- [QUOTED PASSAGE]
Laser shock peening for gas turbine engine vane repair

Abstract

A wide gap braze repair, particularly for a gas turbine engine vane or a component in the hot section of the engine. The repair is characterized by a braze filled void in a damaged area of the component, a laser shock peened surface over the repaired area of the braze filled void, and a region of deep compressive residual stresses imparted by laser shock peening (LSP) extending from the laser shock peened surface into the repair.

Description

RELATED PATENT APPLICATIONS

The present application deals with related subject matter in U.S. patent application Ser. Nos. 08/319,346, entitled "LASER SHOCK PEENED ROTOR COMPONENTS FOR TURBOMACHINERY", now U.S. Pat. No. 5,492,447, Ser. No. 08/373,133, entitled "LASER SHOCK PEENED FAN BLADE EDGES", Ser. No. 08/362,362, entitled "ON THE FLY LASER SHOCK PEENING", filed Dec. 22, 1994, and U.S. patent application Ser. No. 08/399,285, entitled "LASER SHOCK PEENED GAS TURBINE ENGINE COMPRESSOR BLADE EDGES", filed December, 1994.

BACKGROUND OF THE INVENTION

1. Field of the Invention

This invention relates to gas turbine engine turbine vane repair and, more particularly, to turbine vane with gap brazed repairs having localized compressive residual stresses imparted by laser shock peening.

2. Description of Related Art

A gas turbine engine includes a compressor section, a combustion section and a turbine section. Disposed within the turbine section are alternating annular stages of circumferentially disposed moving blades and stationary vanes. The rows or stages of vanes and blades are concentrically located about a center-line axis of the gas turbine engine. The blades are mounted on a disk which rotates about its central axis. Hot combustion gases exit the combustor and pass through the turbine section, whereupon the blades which are mounted on the disks rotatably drive a shaft, thus providing shaft work for driving the fan and compressor sections and auxiliary systems. Higher gas temperatures allow more work to be extracted from the gases in the turbine section, thus increasing the overall efficiency of the gas turbine engine.

- [JOBS]
1 – Translate this sentence from the vane repair patent into Spanish: "The blades are mounted on a disk which rotates about its central axis."
2 – According to the vane repair patent, what three sections does a gas turbine engine include?
3 – Write out everything in the vane repair patent from "A wide gap braze" down to "into the repair.", word for word.

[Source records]
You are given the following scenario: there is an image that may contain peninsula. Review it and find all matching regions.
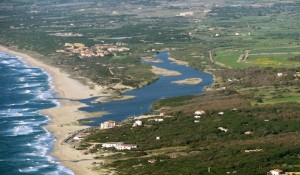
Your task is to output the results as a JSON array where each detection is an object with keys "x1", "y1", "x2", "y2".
[{"x1": 0, "y1": 0, "x2": 300, "y2": 175}]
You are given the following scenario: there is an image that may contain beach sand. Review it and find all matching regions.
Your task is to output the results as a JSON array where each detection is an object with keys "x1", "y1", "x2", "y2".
[
  {"x1": 0, "y1": 45, "x2": 107, "y2": 175},
  {"x1": 172, "y1": 78, "x2": 202, "y2": 85}
]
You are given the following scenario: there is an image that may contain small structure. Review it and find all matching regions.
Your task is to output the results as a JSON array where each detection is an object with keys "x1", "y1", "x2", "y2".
[
  {"x1": 178, "y1": 12, "x2": 194, "y2": 17},
  {"x1": 245, "y1": 149, "x2": 263, "y2": 153},
  {"x1": 148, "y1": 159, "x2": 157, "y2": 164},
  {"x1": 218, "y1": 127, "x2": 228, "y2": 132},
  {"x1": 100, "y1": 120, "x2": 116, "y2": 129},
  {"x1": 102, "y1": 142, "x2": 124, "y2": 148},
  {"x1": 268, "y1": 169, "x2": 284, "y2": 175},
  {"x1": 115, "y1": 144, "x2": 137, "y2": 150},
  {"x1": 244, "y1": 131, "x2": 253, "y2": 135},
  {"x1": 218, "y1": 111, "x2": 224, "y2": 115},
  {"x1": 132, "y1": 120, "x2": 143, "y2": 127},
  {"x1": 194, "y1": 110, "x2": 205, "y2": 115},
  {"x1": 154, "y1": 118, "x2": 164, "y2": 122},
  {"x1": 277, "y1": 72, "x2": 283, "y2": 77}
]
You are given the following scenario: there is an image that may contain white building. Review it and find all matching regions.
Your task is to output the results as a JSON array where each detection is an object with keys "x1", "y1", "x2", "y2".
[
  {"x1": 194, "y1": 110, "x2": 205, "y2": 115},
  {"x1": 115, "y1": 144, "x2": 137, "y2": 150},
  {"x1": 218, "y1": 127, "x2": 228, "y2": 132},
  {"x1": 102, "y1": 142, "x2": 124, "y2": 148},
  {"x1": 100, "y1": 120, "x2": 116, "y2": 129},
  {"x1": 268, "y1": 169, "x2": 284, "y2": 175},
  {"x1": 178, "y1": 12, "x2": 194, "y2": 17},
  {"x1": 132, "y1": 120, "x2": 143, "y2": 127}
]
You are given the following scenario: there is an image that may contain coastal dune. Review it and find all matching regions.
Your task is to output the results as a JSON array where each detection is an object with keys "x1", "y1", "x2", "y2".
[{"x1": 0, "y1": 45, "x2": 102, "y2": 175}]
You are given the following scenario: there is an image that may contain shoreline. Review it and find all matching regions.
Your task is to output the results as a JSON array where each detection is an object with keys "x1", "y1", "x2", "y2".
[{"x1": 0, "y1": 45, "x2": 107, "y2": 175}]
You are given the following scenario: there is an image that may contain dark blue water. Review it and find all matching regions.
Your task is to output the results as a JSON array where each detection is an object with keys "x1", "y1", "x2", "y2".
[
  {"x1": 0, "y1": 53, "x2": 73, "y2": 175},
  {"x1": 80, "y1": 52, "x2": 213, "y2": 125}
]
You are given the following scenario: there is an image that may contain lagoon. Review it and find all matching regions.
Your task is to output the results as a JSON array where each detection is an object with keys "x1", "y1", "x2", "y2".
[{"x1": 80, "y1": 52, "x2": 213, "y2": 126}]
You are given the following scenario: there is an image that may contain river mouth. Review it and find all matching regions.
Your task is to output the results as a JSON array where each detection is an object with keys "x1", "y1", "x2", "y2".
[{"x1": 79, "y1": 52, "x2": 213, "y2": 126}]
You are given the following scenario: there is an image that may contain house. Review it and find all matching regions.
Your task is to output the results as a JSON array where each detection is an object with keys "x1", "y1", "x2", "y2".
[
  {"x1": 268, "y1": 169, "x2": 284, "y2": 175},
  {"x1": 244, "y1": 131, "x2": 253, "y2": 135},
  {"x1": 132, "y1": 120, "x2": 143, "y2": 127},
  {"x1": 245, "y1": 149, "x2": 263, "y2": 153},
  {"x1": 115, "y1": 144, "x2": 137, "y2": 150},
  {"x1": 153, "y1": 118, "x2": 164, "y2": 122},
  {"x1": 102, "y1": 142, "x2": 123, "y2": 148},
  {"x1": 218, "y1": 127, "x2": 228, "y2": 132},
  {"x1": 100, "y1": 120, "x2": 116, "y2": 129},
  {"x1": 194, "y1": 110, "x2": 205, "y2": 115},
  {"x1": 148, "y1": 159, "x2": 157, "y2": 163},
  {"x1": 178, "y1": 12, "x2": 194, "y2": 17},
  {"x1": 277, "y1": 72, "x2": 283, "y2": 77}
]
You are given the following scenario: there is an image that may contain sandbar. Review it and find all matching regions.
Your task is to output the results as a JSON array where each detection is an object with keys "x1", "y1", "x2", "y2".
[{"x1": 172, "y1": 78, "x2": 202, "y2": 85}]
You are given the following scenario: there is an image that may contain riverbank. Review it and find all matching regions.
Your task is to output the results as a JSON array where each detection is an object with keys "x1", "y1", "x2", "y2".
[{"x1": 0, "y1": 45, "x2": 107, "y2": 175}]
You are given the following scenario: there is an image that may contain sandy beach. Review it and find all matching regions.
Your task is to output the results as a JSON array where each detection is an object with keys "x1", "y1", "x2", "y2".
[{"x1": 0, "y1": 45, "x2": 107, "y2": 175}]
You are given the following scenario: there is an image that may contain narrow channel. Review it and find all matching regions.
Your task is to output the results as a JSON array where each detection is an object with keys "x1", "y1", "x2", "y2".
[{"x1": 80, "y1": 52, "x2": 213, "y2": 126}]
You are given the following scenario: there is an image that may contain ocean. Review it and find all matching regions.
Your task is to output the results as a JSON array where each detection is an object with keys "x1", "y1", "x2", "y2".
[{"x1": 0, "y1": 52, "x2": 74, "y2": 175}]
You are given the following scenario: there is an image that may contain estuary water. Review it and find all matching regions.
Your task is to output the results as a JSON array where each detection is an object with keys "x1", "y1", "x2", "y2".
[
  {"x1": 0, "y1": 52, "x2": 74, "y2": 175},
  {"x1": 80, "y1": 52, "x2": 213, "y2": 126}
]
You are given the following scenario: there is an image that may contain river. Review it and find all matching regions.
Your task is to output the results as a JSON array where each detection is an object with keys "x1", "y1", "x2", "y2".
[{"x1": 80, "y1": 52, "x2": 213, "y2": 126}]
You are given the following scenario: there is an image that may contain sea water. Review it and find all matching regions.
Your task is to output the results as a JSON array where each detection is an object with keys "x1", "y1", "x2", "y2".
[{"x1": 0, "y1": 52, "x2": 74, "y2": 175}]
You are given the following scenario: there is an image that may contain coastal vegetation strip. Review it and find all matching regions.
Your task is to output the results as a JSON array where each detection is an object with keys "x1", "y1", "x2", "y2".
[{"x1": 151, "y1": 66, "x2": 181, "y2": 76}]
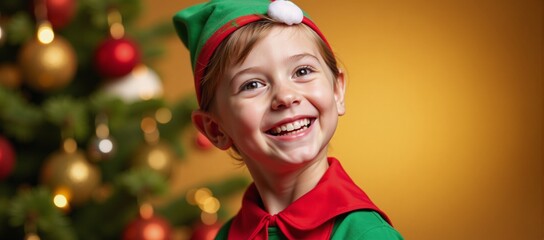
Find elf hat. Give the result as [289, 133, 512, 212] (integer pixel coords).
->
[173, 0, 328, 107]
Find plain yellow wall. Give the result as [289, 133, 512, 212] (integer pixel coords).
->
[142, 0, 544, 240]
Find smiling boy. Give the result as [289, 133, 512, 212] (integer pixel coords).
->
[174, 0, 402, 239]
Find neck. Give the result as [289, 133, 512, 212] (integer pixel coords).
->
[244, 155, 329, 215]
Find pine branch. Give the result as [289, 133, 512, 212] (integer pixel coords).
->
[43, 97, 89, 140]
[0, 85, 43, 141]
[9, 188, 75, 240]
[117, 168, 168, 200]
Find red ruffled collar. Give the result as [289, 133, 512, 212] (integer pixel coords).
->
[228, 158, 391, 239]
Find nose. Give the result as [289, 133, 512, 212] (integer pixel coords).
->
[272, 85, 300, 110]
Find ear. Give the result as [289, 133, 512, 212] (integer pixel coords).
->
[334, 71, 346, 116]
[191, 110, 232, 150]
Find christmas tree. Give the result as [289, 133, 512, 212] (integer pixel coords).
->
[0, 0, 247, 239]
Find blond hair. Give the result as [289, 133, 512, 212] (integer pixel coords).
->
[200, 17, 340, 111]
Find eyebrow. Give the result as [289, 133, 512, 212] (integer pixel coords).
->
[289, 53, 319, 62]
[229, 53, 321, 85]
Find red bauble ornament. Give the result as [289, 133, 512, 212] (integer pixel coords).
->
[123, 216, 172, 240]
[45, 0, 76, 29]
[191, 223, 221, 240]
[195, 132, 213, 150]
[94, 38, 140, 78]
[0, 136, 15, 180]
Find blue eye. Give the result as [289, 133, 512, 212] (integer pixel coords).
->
[240, 81, 264, 91]
[295, 66, 314, 77]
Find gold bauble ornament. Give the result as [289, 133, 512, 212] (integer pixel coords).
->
[0, 63, 21, 89]
[19, 35, 77, 91]
[133, 142, 175, 176]
[41, 146, 100, 205]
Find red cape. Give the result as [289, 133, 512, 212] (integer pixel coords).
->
[228, 158, 391, 239]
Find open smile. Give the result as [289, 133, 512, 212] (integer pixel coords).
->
[266, 118, 314, 136]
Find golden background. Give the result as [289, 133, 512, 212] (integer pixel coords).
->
[141, 0, 544, 240]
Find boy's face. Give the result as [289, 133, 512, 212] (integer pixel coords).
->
[214, 27, 344, 171]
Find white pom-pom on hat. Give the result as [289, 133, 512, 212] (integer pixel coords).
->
[268, 0, 304, 25]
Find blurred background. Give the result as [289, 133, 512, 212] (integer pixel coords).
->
[0, 0, 544, 240]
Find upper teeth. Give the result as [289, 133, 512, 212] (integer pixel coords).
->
[272, 118, 310, 133]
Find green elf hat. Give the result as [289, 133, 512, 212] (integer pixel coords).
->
[173, 0, 330, 107]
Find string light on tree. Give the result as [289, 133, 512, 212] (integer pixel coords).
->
[87, 114, 116, 161]
[41, 138, 100, 207]
[45, 0, 76, 29]
[186, 188, 221, 240]
[132, 117, 175, 177]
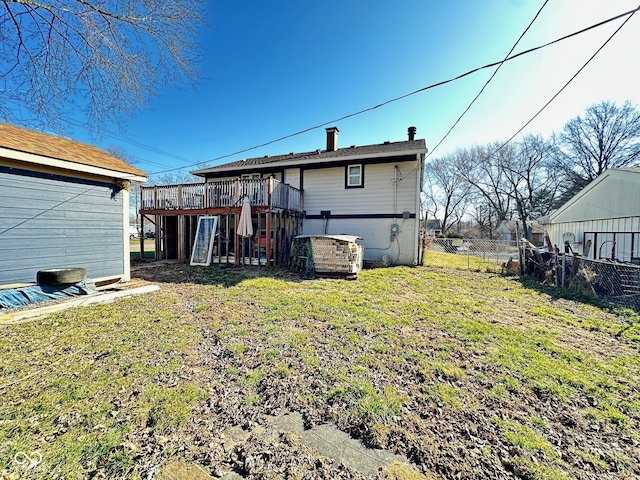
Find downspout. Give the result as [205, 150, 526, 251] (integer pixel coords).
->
[413, 153, 424, 265]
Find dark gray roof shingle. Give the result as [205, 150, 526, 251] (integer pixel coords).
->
[191, 139, 427, 175]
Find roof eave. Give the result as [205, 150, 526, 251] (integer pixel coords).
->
[190, 148, 427, 176]
[0, 147, 148, 182]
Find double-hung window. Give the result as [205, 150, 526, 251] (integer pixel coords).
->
[345, 164, 364, 188]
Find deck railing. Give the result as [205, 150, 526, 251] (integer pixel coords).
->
[140, 178, 302, 212]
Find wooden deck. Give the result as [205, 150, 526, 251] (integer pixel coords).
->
[140, 178, 302, 215]
[139, 178, 303, 265]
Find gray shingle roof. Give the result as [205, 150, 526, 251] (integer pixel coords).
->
[191, 139, 427, 175]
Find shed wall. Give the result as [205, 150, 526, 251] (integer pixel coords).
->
[0, 167, 128, 284]
[551, 170, 640, 223]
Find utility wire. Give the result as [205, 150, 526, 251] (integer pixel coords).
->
[425, 0, 549, 159]
[489, 6, 640, 156]
[153, 6, 640, 175]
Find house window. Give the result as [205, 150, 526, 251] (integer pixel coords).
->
[345, 165, 364, 188]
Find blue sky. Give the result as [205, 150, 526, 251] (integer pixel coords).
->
[65, 0, 640, 174]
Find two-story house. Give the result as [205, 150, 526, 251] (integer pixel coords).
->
[141, 127, 427, 265]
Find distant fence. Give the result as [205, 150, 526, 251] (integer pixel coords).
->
[547, 253, 640, 311]
[426, 238, 518, 264]
[426, 238, 640, 311]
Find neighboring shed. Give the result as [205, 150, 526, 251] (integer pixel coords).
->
[0, 123, 147, 285]
[497, 220, 545, 247]
[545, 167, 640, 262]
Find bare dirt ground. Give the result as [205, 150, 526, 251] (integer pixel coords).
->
[124, 264, 640, 479]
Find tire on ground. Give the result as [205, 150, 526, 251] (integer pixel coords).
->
[36, 267, 87, 286]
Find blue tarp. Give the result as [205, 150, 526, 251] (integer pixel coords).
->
[0, 282, 96, 308]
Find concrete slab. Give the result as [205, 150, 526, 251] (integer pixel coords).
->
[269, 413, 409, 476]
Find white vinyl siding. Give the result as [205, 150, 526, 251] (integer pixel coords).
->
[303, 162, 417, 215]
[347, 165, 363, 188]
[545, 169, 640, 261]
[303, 162, 418, 265]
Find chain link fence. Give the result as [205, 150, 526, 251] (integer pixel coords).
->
[427, 238, 518, 265]
[554, 254, 640, 311]
[425, 238, 640, 311]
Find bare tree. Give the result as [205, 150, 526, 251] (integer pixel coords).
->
[0, 0, 206, 130]
[458, 142, 514, 226]
[498, 135, 559, 240]
[558, 101, 640, 195]
[424, 155, 470, 233]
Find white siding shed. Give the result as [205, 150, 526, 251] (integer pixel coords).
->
[545, 167, 640, 262]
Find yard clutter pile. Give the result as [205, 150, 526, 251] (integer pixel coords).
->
[0, 267, 95, 309]
[289, 235, 363, 279]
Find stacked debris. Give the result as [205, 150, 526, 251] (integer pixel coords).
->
[289, 235, 363, 279]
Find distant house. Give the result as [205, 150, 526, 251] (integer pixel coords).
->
[545, 167, 640, 262]
[497, 220, 545, 246]
[425, 218, 442, 237]
[0, 123, 146, 285]
[141, 127, 427, 265]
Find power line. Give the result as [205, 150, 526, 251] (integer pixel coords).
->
[490, 6, 640, 156]
[63, 118, 191, 168]
[425, 0, 549, 158]
[153, 5, 640, 175]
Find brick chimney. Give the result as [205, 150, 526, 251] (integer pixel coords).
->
[326, 127, 340, 152]
[407, 127, 416, 142]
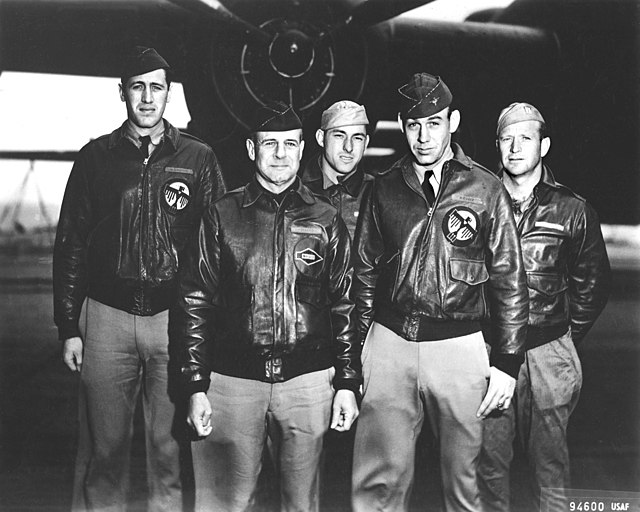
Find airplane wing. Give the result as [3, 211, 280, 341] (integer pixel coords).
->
[0, 0, 640, 223]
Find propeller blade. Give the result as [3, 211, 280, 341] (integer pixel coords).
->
[169, 0, 273, 44]
[346, 0, 440, 27]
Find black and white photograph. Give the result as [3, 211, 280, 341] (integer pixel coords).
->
[0, 0, 640, 512]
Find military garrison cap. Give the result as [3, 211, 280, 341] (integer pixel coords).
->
[496, 102, 544, 135]
[398, 73, 453, 119]
[320, 100, 369, 130]
[120, 46, 171, 82]
[250, 101, 302, 133]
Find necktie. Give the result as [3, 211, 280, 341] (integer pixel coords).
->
[422, 171, 436, 205]
[140, 135, 151, 158]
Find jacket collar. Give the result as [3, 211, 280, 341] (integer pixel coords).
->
[498, 165, 560, 189]
[398, 142, 473, 190]
[242, 176, 316, 208]
[305, 154, 364, 197]
[109, 119, 180, 152]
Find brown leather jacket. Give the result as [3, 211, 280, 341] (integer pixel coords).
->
[53, 121, 225, 339]
[179, 178, 361, 393]
[302, 155, 373, 240]
[500, 166, 611, 349]
[353, 144, 529, 373]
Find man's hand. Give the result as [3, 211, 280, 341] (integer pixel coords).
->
[62, 336, 83, 372]
[187, 392, 213, 437]
[476, 366, 516, 418]
[331, 389, 359, 432]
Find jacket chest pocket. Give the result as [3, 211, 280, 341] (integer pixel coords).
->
[527, 272, 568, 316]
[443, 258, 489, 317]
[521, 229, 567, 272]
[287, 223, 328, 280]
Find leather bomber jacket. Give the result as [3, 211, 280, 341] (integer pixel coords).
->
[178, 178, 361, 393]
[53, 121, 224, 339]
[302, 155, 373, 240]
[500, 166, 611, 349]
[353, 144, 528, 360]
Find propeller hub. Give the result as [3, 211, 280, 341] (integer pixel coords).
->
[269, 29, 315, 78]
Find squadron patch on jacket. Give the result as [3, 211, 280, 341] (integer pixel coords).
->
[162, 178, 191, 214]
[296, 247, 324, 267]
[442, 206, 480, 247]
[293, 236, 324, 277]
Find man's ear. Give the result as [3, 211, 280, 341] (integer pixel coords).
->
[540, 137, 551, 158]
[449, 110, 460, 133]
[398, 112, 404, 133]
[246, 139, 256, 162]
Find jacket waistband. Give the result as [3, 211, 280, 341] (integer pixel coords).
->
[526, 324, 569, 350]
[212, 348, 334, 382]
[374, 308, 482, 341]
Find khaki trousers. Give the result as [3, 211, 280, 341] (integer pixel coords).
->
[352, 322, 489, 512]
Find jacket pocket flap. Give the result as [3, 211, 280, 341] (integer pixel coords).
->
[296, 283, 328, 308]
[449, 258, 489, 285]
[527, 273, 568, 297]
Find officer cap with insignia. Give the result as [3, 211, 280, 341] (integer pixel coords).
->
[250, 101, 302, 133]
[496, 101, 545, 135]
[320, 100, 369, 130]
[398, 73, 453, 119]
[120, 46, 171, 84]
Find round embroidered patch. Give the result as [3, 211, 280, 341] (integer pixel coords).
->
[442, 206, 480, 247]
[163, 179, 191, 213]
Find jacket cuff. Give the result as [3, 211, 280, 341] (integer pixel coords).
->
[489, 351, 524, 380]
[58, 325, 81, 341]
[333, 378, 360, 401]
[185, 379, 211, 396]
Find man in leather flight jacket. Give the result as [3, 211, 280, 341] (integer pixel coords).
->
[180, 103, 361, 512]
[302, 100, 373, 240]
[53, 47, 224, 512]
[353, 73, 528, 512]
[479, 103, 610, 512]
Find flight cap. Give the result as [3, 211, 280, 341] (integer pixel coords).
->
[120, 46, 171, 82]
[496, 102, 544, 135]
[398, 73, 453, 119]
[250, 101, 302, 133]
[320, 100, 369, 130]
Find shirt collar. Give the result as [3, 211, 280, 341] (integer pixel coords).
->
[124, 119, 165, 148]
[413, 146, 454, 183]
[109, 119, 180, 150]
[242, 175, 316, 208]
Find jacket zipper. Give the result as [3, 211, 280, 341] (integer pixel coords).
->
[138, 156, 151, 282]
[418, 166, 453, 307]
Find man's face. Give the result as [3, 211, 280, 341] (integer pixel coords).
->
[247, 129, 304, 194]
[402, 107, 460, 166]
[316, 124, 369, 176]
[120, 69, 170, 131]
[497, 121, 550, 176]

- [REPLIES]
1 – Los álabes están montados en un disco que gira alrededor de su eje central.

2 – A compressor section, a combustion section and a turbine section.

3 –
A wide gap braze repair, particularly for a gas turbine engine vane or a component in the hot section of the engine. The repair is characterized by a braze filled void in a damaged area of the component, a laser shock peened surface over the repaired area of the braze filled void, and a region of deep compressive residual stresses imparted by laser shock peening (LSP) extending from the laser shock peened surface into the repair.